TEXTE CITÉ:

◆ ◆ ◆

Et maintenant, il nous faut reconnaître que nous sommes des étrangers dans ce monde si nous voulons saisir les promesses de Dieu pour une véritable restauration. Avant vous et moi, des légions de croyants ont reconnu qu’ils étaient étrangers à ce monde possédé par un esprit de rébellion et d’autonomie, ce même esprit qui mena Adam et Ève à pécher contre Dieu. La première lettre de Pierre est adressée « aux élus qui sont étrangers dans la dispersion : au Pont, en Galatie, en Cappadoce, en Asie et en Bithynie » (1 Pi 1.1). Ces élus de Dieu avaient été dispersés partout, géographiquement parlant. Ils étaient des exilés dans le sens le plus direct du terme. Mais plus encore, l’apôtre leur enseignait qu’ils devraient être étrangers dans ce monde de péché et de rébellion contre Dieu. De là son exhortation : « Bien-aimés, je vous exhorte, en tant qu’étrangers et voyageurs, à vous abstenir des désirs charnels qui font la guerre à l’âme » (1 Pi 2.11).
La lettre aux Hébreux exprime la même idée. Après avoir donné de nombreux exemples de véritables croyants, l’auteur écrit :
« C’est dans la foi qu’ils sont tous morts, sans avoir obtenu les choses promises, mais ils les ont vues et saluées de loin, en confessant qu’ils étaient étrangers et résidents temporaires sur la terre. Ceux qui parlent ainsi montrent clairement qu’ils cherchent une patrie. Et s’ils avaient eu la nostalgie de celle qu’ils avaient quittée, ils auraient eu l’occasion d’y retourner. Mais en réalité, ils aspirent à une patrie meilleure, c’est-à-dire céleste. C’est pourquoi Dieu n’a pas honte d’être appelé leur Dieu; car il leur a préparé une cité » (Hé 11.13-16).

◆ ◆ ◆

DONNÉES ENREGISTRÉES:
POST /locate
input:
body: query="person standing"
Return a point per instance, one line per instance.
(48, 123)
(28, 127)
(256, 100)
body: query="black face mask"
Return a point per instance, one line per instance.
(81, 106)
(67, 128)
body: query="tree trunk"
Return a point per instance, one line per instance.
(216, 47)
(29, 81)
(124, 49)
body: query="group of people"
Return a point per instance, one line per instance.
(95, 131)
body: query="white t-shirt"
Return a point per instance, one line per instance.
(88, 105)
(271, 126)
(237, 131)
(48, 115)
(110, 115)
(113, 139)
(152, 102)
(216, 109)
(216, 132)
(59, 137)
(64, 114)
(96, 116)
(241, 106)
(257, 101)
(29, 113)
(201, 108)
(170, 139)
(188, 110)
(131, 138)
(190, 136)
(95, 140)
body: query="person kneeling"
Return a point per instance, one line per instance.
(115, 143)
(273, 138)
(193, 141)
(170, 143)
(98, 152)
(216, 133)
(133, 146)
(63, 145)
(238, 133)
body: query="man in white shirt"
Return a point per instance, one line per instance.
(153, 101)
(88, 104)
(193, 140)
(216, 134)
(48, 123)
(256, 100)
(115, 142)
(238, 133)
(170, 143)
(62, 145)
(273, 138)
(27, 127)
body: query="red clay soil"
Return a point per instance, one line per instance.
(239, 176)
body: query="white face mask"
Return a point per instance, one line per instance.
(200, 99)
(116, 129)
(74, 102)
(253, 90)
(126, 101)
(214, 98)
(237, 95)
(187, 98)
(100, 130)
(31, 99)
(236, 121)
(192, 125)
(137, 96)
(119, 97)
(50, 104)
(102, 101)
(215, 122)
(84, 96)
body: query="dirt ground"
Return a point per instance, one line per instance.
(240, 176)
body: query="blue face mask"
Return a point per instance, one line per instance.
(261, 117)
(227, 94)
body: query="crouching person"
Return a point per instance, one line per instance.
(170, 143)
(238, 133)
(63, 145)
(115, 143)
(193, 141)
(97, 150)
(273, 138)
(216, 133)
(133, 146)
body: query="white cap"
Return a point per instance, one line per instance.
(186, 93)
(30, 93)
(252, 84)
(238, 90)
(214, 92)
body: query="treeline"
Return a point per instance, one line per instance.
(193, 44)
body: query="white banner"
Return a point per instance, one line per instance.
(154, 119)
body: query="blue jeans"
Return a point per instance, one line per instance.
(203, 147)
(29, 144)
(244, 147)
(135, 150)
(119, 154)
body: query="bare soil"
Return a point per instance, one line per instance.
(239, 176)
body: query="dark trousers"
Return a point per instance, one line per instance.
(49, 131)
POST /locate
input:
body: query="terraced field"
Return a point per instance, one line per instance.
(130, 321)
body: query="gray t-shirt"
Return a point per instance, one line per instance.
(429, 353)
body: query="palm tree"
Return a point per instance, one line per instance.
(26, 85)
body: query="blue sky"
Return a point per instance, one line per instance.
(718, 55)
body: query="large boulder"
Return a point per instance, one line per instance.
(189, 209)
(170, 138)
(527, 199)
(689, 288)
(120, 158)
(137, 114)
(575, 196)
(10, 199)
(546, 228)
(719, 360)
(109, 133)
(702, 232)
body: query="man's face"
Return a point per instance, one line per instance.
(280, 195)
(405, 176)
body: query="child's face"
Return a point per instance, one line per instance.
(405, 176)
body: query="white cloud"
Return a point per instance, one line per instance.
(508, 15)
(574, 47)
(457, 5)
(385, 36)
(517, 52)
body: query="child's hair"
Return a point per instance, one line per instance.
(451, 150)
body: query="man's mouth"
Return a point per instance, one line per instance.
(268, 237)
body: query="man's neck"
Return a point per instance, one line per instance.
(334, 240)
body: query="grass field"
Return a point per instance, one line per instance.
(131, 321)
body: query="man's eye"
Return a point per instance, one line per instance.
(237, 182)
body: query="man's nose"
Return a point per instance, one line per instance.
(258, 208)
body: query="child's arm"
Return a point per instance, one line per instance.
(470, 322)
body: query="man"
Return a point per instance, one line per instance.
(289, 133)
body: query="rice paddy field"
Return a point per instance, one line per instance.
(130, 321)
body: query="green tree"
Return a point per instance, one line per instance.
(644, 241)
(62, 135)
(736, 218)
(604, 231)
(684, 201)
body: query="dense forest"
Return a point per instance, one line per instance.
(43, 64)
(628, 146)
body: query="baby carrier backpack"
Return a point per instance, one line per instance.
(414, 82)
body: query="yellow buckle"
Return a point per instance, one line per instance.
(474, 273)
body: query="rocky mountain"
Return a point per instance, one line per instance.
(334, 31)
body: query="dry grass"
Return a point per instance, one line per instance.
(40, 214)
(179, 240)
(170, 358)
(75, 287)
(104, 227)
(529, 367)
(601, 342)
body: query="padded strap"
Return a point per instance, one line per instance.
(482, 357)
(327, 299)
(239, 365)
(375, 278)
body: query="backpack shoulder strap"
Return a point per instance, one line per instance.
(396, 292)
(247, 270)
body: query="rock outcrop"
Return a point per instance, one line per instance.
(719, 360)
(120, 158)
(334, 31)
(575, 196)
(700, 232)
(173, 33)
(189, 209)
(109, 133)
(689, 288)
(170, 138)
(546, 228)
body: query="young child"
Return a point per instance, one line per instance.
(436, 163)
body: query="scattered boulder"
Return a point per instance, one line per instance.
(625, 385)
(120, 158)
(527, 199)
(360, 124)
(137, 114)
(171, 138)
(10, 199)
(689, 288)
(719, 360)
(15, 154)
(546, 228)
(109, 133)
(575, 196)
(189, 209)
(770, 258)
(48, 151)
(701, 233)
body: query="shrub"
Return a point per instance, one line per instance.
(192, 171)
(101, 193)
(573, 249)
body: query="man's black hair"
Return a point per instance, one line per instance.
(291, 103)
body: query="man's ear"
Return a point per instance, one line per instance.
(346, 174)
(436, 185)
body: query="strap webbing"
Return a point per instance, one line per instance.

◆ ◆ ◆

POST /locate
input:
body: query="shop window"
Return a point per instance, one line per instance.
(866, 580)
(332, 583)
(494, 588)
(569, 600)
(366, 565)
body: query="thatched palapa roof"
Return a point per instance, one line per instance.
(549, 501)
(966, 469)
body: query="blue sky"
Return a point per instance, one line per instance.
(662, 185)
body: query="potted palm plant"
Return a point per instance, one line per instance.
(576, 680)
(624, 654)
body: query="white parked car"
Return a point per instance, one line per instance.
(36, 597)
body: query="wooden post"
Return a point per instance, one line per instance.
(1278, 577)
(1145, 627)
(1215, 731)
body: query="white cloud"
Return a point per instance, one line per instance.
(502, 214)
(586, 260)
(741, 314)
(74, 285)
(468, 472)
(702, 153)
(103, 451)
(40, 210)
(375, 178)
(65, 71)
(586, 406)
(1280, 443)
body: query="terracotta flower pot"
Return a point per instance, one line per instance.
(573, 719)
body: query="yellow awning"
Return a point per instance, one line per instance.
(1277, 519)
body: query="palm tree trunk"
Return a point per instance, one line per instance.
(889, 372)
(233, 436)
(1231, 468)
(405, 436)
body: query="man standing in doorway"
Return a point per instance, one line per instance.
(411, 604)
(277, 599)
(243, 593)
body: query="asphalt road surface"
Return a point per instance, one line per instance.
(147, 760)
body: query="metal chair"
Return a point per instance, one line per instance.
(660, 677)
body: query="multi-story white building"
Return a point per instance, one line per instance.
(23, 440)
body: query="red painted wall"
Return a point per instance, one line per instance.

◆ ◆ ◆

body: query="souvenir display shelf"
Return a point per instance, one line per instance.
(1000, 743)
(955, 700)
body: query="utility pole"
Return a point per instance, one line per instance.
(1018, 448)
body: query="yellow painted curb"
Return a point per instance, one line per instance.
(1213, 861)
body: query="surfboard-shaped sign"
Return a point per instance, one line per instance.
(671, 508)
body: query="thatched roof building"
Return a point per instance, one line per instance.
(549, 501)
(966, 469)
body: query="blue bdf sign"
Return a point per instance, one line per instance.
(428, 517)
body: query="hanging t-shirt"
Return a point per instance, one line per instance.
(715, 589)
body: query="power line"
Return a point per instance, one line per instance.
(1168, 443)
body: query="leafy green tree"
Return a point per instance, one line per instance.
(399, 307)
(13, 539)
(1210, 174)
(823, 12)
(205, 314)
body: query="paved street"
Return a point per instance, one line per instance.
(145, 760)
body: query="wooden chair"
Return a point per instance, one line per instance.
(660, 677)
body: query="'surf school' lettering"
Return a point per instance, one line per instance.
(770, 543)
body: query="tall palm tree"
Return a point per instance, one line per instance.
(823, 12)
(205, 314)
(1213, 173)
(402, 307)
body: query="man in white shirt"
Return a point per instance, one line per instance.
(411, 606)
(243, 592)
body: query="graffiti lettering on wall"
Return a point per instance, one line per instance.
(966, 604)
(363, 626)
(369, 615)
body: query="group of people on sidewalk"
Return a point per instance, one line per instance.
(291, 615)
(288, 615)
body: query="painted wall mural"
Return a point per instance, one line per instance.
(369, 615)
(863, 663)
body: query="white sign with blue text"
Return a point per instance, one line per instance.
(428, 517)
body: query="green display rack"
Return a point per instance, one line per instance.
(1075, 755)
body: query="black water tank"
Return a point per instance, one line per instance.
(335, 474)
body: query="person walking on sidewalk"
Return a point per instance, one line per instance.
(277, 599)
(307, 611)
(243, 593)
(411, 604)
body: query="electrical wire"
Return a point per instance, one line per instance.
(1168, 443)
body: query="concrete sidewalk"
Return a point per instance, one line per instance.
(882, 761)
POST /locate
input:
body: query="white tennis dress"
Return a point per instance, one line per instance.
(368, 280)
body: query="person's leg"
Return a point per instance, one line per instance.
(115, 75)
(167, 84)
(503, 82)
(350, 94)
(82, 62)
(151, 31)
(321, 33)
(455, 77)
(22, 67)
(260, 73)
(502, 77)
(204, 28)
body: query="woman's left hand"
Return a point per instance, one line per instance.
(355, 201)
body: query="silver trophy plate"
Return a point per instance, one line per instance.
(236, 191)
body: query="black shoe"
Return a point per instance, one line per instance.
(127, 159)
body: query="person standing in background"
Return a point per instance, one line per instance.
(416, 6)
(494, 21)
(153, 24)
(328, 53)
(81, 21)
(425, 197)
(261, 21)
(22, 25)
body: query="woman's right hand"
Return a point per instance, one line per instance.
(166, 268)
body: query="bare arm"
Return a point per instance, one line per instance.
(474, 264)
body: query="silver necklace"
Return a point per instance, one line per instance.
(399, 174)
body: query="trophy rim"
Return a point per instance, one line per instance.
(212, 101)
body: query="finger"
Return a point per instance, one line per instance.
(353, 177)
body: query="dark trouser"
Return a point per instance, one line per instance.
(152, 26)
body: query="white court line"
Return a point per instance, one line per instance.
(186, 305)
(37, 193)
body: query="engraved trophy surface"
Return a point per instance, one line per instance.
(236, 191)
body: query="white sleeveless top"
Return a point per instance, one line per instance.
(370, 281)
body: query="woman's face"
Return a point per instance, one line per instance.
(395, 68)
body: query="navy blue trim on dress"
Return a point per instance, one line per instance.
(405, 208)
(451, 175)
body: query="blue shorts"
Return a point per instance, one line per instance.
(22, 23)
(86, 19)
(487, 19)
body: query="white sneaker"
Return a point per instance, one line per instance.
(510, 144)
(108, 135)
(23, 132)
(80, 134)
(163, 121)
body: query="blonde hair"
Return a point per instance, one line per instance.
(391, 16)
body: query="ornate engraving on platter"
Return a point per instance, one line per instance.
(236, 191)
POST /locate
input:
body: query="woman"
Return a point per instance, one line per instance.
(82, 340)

◆ ◆ ◆

TÂCHE À TRAITER: Poursuivez le texte sur les croyants étrangers dans ce monde, à la suite de la citation de la lettre aux Hébreux qui le termine.

RÉPONSE ATTENDUE:
Nous aussi nous devrions aspirer à une patrie meilleure, une patrie céleste. Même si nous avons été tirés de ce sol et appelés à le cultiver, si nous commençons à nous sentir trop à l’aise ici-bas, il est bien possible que nous ne soyons pas vraiment intéressés par les promesses de Dieu. Celles-ci comprennent bien plus qu’une amélioration temporaire de notre situation présente. Elles comprennent une restauration totale de notre identité initiale, au moyen d’une rédemption. Une rédemption qui recouvrira l’intégralité de la création.
C’est là que réside notre vraie citoyenneté, dans cette nouvelle création. Notre demeure y est préparée. Christ est venu révéler les promesses de Dieu à cet égard. C’est pourquoi, bien que nous soyons toujours des exilés du jardin d’Éden et des étrangers dans ce monde présent, nous savons déjà que nous avons une citoyenneté parfaite dans la nouvelle Jérusalem. Nous ne le savons pas vaguement seulement. Bien plutôt, nous sommes habités par la conviction ferme et inébranlable que l’Esprit de Dieu lui-même a mise dans nos cœurs. En Jésus-Christ, la nature du Royaume de Dieu nous a été pleinement révélée. Lorsque nous nous mettons à rechercher ce Royaume et sa justice, nous manifestons déjà publiquement que nous sommes des citoyens de ce Royaume. Et l’une des choses que les citoyens du Royaume de Dieu possèdent, c’est la vie éternelle. Oui, la vie éternelle, ici et maintenant!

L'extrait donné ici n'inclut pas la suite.